= Exercise brief =
Print every line of the data below without any changes, but leave out the pictures.

Begin Data entries

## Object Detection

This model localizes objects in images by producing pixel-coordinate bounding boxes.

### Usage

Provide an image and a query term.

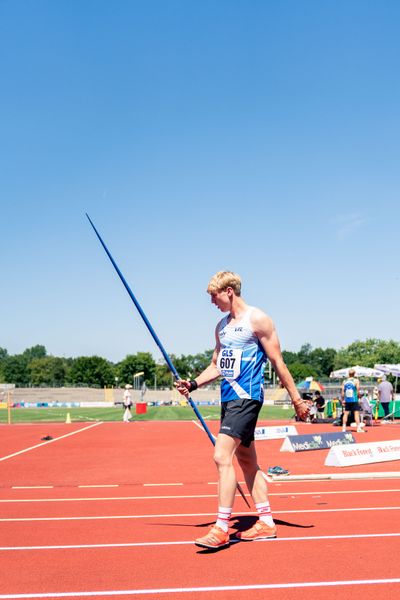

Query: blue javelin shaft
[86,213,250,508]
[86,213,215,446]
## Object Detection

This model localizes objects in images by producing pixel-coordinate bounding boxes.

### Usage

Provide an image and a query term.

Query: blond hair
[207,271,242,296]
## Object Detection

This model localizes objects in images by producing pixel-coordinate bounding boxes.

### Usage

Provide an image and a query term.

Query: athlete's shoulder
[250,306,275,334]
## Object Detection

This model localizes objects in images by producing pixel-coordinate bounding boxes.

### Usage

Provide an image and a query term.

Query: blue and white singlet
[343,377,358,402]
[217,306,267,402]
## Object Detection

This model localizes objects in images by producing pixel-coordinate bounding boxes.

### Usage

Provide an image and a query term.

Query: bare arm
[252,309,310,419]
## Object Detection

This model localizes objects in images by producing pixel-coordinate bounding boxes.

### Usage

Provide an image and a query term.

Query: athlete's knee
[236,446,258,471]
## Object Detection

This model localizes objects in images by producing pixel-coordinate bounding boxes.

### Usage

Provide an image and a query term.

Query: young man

End Data entries

= Solution to this problem =
## Object Detection

This model localizes objects in images by producing pixel-coordinate bounding boxes.

### Usage

Provide an image and a query term.


Query: blue javelin shaft
[86,213,250,508]
[86,213,215,446]
## Object Detection

This model localizes objects in images by producing pixel-coordinate bounding boxes.

### Usage

Provide an image and a query term.

Query: blond hair
[207,271,242,296]
## Object Detection

This model localizes objects in images by producing pixel-coordinate bounding boxes.

### Usage

Provide an image and a query term.

Query: athlete's shoulder
[250,306,275,334]
## Object Detection

This model localizes objects in images by producing pixel-coordinate bounding boxes.

### Usage

Provide an image and a query term.

Query: blue and white singlet
[343,377,358,402]
[217,306,267,402]
## Object Detection

This model localizes objects in images by producing pixel-coordinate bounding boxes.

### Usage

Provide an image and a query term.

Query: bare arm
[252,309,310,419]
## Object Detection

This model localizes objects in images by producing pixel-coordinate bounding boxes.

### Usage

Provide an image and a query term.

Query: athlete's knee
[236,446,258,471]
## Object Detection

This model localizes objects in images by producing pixel-coordinate bounding boxes.

### Usage

Provide an image and a query term.

Query: young man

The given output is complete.